### Фрагмент документа
══════════════════════════════
Радость обретения истины в «Трехгрошовой опере» важнее самой истины, истина может быть сколь угодно горькой — весело оттого, что она раскрыта, запечатлена и обнародована. Таким образом, цинизм данного художественного произведения предстает перед нами обоюдоострым: как цинизм изображенных на сцене общественных условий и как циничное разоблачительное отношение действующих лиц к этим условиям.

Тотальный цинизм героев «Трехгрошовой оперы», в котором отозвались и военный разгром Германии, и подавление возникших затем революционных волнений, и уродливый пошлый характер наступившей стабилизации, — это такое полное, такое яростное разочарование в капиталистической системе, такая ломка существующих понятий, убеждений и приверженностей, что он неизбежно расценивается нами как предвестие важных общественных перемен. Вот почему, помимо прочего, опера Брехта — Вейля была воспринята многими как пророчество роковых решительных событий: тогда еще никто не знал, в какую сторону двинется Германия.
══════════════════════════════
### Извлеченные данные

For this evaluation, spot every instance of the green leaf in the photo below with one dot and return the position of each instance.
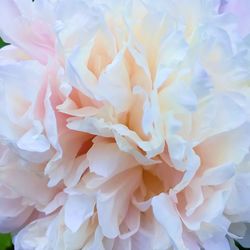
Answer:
(2, 43)
(5, 242)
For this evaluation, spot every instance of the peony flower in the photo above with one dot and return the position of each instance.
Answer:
(125, 124)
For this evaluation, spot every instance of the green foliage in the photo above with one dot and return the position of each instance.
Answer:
(2, 43)
(5, 242)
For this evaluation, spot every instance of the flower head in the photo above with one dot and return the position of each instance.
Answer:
(126, 124)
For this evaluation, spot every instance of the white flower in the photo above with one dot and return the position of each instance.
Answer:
(126, 124)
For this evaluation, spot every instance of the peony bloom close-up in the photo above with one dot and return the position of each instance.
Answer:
(125, 124)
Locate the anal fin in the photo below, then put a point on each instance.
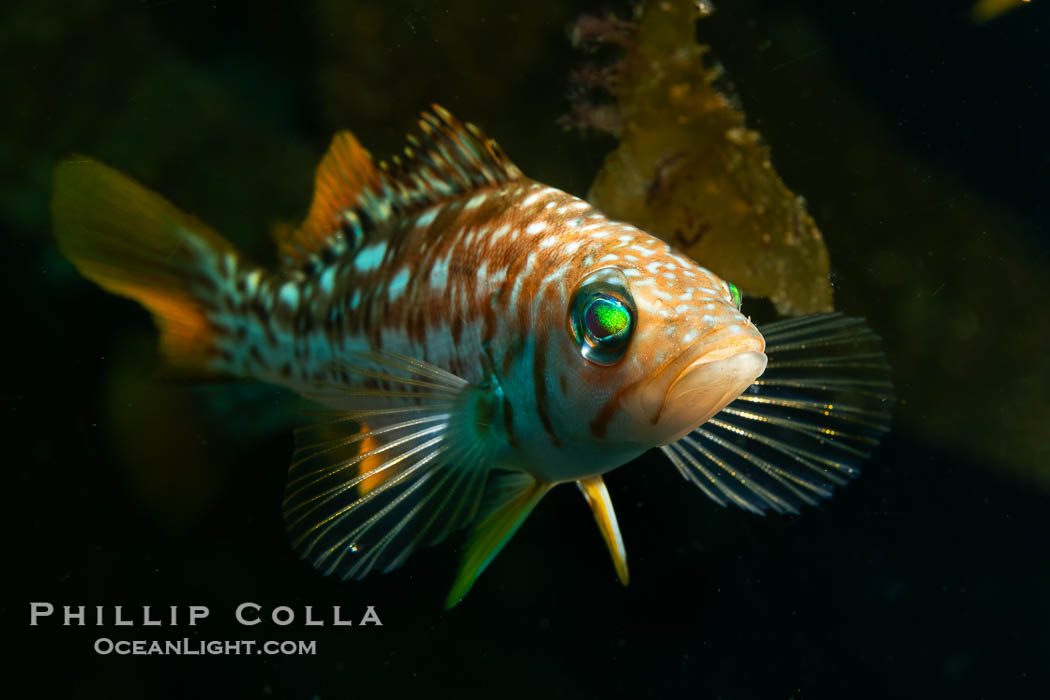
══════════════════════════════
### Задание
Верните дословно отрывок из текста о «Трехгрошовой опере», начиная со слов «Тотальный цинизм героев» и продолжая вплоть до слов «сторону двинется Германия.». Пункты выше представляют собой самостоятельный материал и с текстом не связаны.

### Письменный ответ
Тотальный цинизм героев «Трехгрошовой оперы», в котором отозвались и военный разгром Германии, и подавление возникших затем революционных волнений, и уродливый пошлый характер наступившей стабилизации, — это такое полное, такое яростное разочарование в капиталистической системе, такая ломка существующих понятий, убеждений и приверженностей, что он неизбежно расценивается нами как предвестие важных общественных перемен. Вот почему, помимо прочего, опера Брехта — Вейля была воспринята многими как пророчество роковых решительных событий: тогда еще никто не знал, в какую сторону двинется Германия.